# [Text provided]
....................

AI Article Synopsis

  • The study analyzed depressive symptoms from 25,261 participants in the UK Biobank, identifying four key dimensions: negative cognition, functional impairment, insomnia, and atypical symptoms.
  • Each symptom dimension was linked to a higher risk of various psychiatric diagnoses and polygenic risk scores, highlighting the complexity of major depression.
  • The findings suggest that while these symptom dimensions have unique clinical associations, they do not correspond to specific genetic patterns, emphasizing the need for personalized approaches in understanding and treating depression.

Article Abstract

Background: Our understanding of major depression is complicated by substantial heterogeneity in disease presentation, which can be disentangled by data-driven analyses of depressive symptom dimensions. We aimed to determine the clinical portrait of such symptom dimensions among individuals in the community.

Methods: This cross-sectional study consisted of 25 261 self-reported White UK Biobank participants with major depression. Nine questions from the UK Biobank Mental Health Questionnaire encompassing depressive symptoms were decomposed into underlying factors or 'symptom dimensions' via factor analysis, which were then tested for association with psychiatric diagnoses and polygenic risk scores for major depressive disorder (MDD), bipolar disorder and schizophrenia. Replication was performed among 655 self-reported non-White participants, across sexes, and among 7190 individuals with an ICD-10 code for MDD from linked inpatient or primary care records.

....................

# [Extracted material]
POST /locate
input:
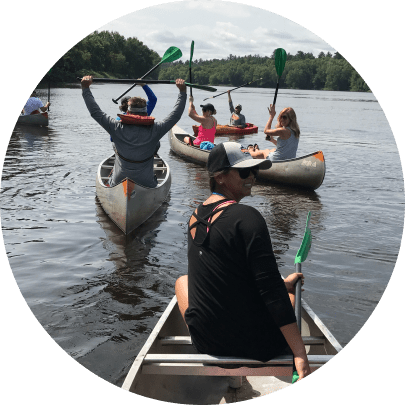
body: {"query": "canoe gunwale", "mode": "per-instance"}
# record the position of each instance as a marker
(161, 364)
(101, 183)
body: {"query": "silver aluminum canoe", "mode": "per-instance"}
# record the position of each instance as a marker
(34, 119)
(129, 204)
(169, 369)
(306, 171)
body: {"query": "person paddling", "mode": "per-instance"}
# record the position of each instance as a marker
(207, 129)
(135, 143)
(34, 105)
(234, 300)
(237, 119)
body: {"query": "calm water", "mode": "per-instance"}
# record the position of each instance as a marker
(98, 293)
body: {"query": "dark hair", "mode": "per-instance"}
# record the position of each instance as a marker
(124, 104)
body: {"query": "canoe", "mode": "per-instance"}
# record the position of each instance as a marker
(306, 171)
(33, 119)
(228, 129)
(129, 204)
(168, 368)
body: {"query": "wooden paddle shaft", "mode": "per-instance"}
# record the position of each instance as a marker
(275, 95)
(123, 94)
(298, 296)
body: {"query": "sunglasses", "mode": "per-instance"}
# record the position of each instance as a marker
(244, 173)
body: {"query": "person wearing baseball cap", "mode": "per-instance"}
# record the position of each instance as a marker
(34, 105)
(208, 127)
(237, 119)
(234, 300)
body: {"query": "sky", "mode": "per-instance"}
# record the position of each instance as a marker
(216, 35)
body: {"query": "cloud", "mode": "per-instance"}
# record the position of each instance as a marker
(218, 28)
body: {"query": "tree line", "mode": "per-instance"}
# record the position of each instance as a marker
(109, 54)
(302, 71)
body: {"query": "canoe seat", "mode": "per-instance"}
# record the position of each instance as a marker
(206, 365)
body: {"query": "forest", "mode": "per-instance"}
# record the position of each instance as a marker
(109, 54)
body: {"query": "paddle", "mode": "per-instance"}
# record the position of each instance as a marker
(191, 58)
(279, 60)
(136, 81)
(300, 258)
(243, 85)
(49, 87)
(170, 55)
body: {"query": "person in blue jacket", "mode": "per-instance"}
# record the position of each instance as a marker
(150, 105)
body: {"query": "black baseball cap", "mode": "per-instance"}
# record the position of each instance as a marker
(208, 106)
(228, 155)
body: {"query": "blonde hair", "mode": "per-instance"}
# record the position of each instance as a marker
(293, 124)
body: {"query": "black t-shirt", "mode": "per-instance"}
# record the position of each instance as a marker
(237, 298)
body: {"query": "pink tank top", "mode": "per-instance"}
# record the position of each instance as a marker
(205, 134)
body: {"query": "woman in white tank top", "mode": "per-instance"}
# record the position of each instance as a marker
(287, 131)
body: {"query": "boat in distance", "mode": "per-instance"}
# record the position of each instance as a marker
(40, 119)
(229, 129)
(306, 171)
(129, 204)
(168, 368)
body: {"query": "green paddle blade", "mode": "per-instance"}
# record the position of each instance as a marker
(279, 59)
(305, 244)
(191, 52)
(171, 55)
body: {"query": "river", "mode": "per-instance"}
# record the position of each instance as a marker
(99, 293)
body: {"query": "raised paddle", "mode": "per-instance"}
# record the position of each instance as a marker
(146, 81)
(243, 85)
(279, 60)
(300, 258)
(191, 58)
(170, 55)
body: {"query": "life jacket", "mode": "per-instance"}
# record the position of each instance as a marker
(136, 119)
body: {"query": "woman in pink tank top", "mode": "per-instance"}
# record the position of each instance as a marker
(206, 131)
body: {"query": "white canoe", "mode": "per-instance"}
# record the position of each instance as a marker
(33, 119)
(168, 368)
(130, 204)
(306, 171)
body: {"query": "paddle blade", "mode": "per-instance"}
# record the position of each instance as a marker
(200, 87)
(305, 244)
(191, 52)
(279, 59)
(171, 55)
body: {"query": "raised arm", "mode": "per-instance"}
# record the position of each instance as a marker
(152, 99)
(173, 118)
(102, 118)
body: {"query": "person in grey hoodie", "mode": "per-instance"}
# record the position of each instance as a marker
(135, 144)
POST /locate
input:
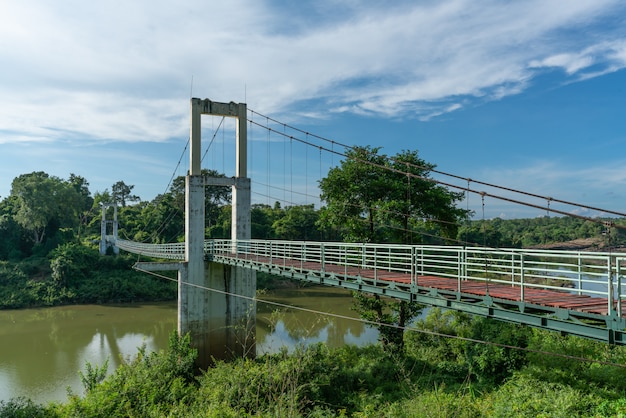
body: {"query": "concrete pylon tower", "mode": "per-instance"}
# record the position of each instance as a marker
(221, 321)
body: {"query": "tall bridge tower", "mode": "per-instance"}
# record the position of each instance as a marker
(221, 321)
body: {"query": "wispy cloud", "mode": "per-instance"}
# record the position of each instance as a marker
(123, 71)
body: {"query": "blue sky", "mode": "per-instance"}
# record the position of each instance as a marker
(524, 94)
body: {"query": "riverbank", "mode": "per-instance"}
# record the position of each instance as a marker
(75, 274)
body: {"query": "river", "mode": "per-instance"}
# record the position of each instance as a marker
(42, 350)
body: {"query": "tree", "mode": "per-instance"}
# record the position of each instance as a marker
(372, 198)
(44, 202)
(81, 186)
(121, 193)
(298, 223)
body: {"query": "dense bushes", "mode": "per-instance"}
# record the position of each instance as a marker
(363, 382)
(74, 273)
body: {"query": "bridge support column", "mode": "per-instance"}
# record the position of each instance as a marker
(215, 301)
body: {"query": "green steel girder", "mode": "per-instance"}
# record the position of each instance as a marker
(597, 327)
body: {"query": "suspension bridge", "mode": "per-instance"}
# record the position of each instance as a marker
(572, 292)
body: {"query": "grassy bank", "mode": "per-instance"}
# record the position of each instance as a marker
(354, 382)
(77, 274)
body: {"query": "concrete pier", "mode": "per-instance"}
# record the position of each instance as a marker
(216, 302)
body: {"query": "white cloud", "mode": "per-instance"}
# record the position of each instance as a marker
(123, 70)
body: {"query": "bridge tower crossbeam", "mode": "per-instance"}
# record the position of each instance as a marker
(221, 325)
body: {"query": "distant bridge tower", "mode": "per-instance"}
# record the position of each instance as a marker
(221, 323)
(105, 243)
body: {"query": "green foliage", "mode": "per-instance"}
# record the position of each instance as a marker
(393, 317)
(150, 385)
(370, 198)
(319, 382)
(93, 375)
(524, 233)
(75, 273)
(490, 362)
(24, 408)
(525, 396)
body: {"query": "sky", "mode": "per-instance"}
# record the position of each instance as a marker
(524, 94)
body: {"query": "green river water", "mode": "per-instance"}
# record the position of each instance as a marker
(42, 350)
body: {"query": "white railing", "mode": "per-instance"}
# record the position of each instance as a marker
(594, 274)
(173, 251)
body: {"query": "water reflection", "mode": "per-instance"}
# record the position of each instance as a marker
(42, 350)
(279, 327)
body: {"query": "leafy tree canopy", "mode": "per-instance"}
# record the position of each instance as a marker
(373, 198)
(43, 202)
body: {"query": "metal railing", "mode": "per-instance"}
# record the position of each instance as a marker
(595, 274)
(173, 251)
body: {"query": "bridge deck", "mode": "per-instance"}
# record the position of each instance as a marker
(563, 299)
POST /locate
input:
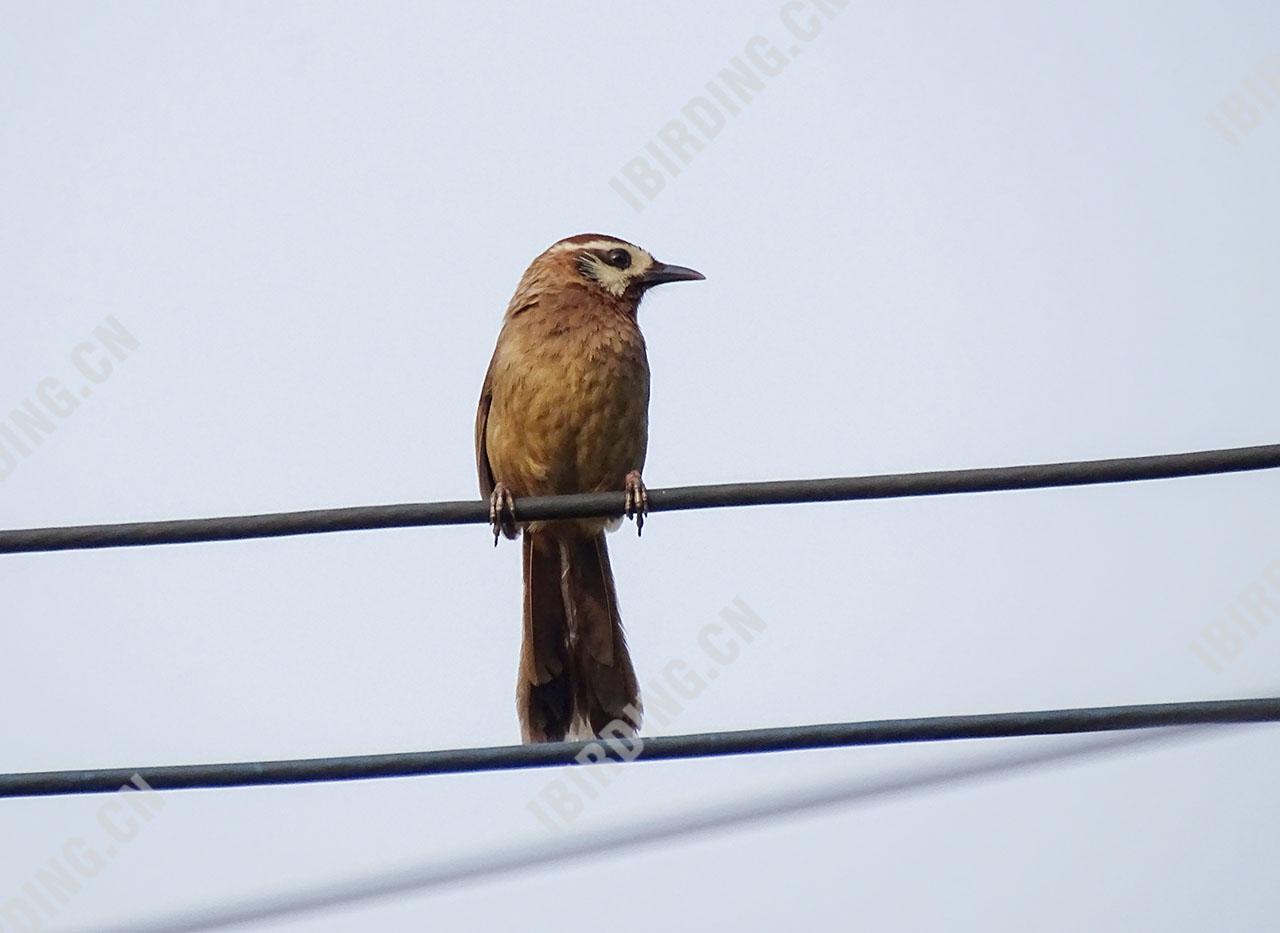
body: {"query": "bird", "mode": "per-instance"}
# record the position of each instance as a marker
(565, 408)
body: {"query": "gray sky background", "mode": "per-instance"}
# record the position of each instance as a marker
(942, 236)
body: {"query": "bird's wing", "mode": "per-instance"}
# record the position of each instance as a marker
(483, 469)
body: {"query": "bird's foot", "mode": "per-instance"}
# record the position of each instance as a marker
(502, 513)
(638, 499)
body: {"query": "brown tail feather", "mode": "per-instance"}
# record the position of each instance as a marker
(544, 693)
(604, 687)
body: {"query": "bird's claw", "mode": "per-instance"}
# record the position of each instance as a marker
(502, 513)
(638, 499)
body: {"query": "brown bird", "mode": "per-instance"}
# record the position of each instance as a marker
(565, 408)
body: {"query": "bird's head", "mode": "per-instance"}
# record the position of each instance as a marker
(612, 265)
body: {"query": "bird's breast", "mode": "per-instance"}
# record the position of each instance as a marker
(570, 408)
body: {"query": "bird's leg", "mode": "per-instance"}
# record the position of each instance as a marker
(502, 513)
(638, 499)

....................

# [Tasks]
1) According to the depression study summary, why did the researchers analyze depressive symptom dimensions? Answer in one to three sentences.
2) Turn the paragraph of the depression study summary that begins "Methods: This cross-sectional study" into a short bulleted list that keeps its main facts.
3) Write the next part of the depression study summary, starting after its final sentence.
You won't need the records for any of this.

# [Answers for each item]
1) Major depression looks very different from person to person, which makes it hard to understand. Data-driven analyses of symptom dimensions can untangle those differences, so the researchers used them to see what each dimension looks like clinically in people in the community.

2)
- Cross-sectional study of 25,261 UK Biobank participants with major depression who self-reported as White
- Nine depressive symptom questions from the UK Biobank Mental Health Questionnaire were broken down into "symptom dimensions" using factor analysis
- These dimensions were tested for links to psychiatric diagnoses and to polygenic risk scores for major depressive disorder, bipolar disorder and schizophrenia
- Results were replicated in 655 participants who self-reported as non-White, across sexes, and in 7,190 people with an ICD-10 code for major depressive disorder in linked inpatient or primary care records

3)
Results: Four broad symptom dimensions were identified, encompassing negative cognition, functional impairment, insomnia and atypical symptoms. These dimensions replicated across ancestries, sexes and individuals with inpatient or primary care MDD diagnoses, and were also consistent among 43 090 self-reported White participants with undiagnosed self-reported depression. Every dimension was associated with increased risk of nearly every psychiatric diagnosis and polygenic risk score. However, while certain psychiatric diagnoses were disproportionately associated with specific symptom dimensions, the three polygenic risk scores did not show the same specificity of associations.

Conclusions: An analysis of questionnaire data from a large community-based cohort reveals four replicable symptom dimensions of depression with distinct clinical, but not genetic, correlates.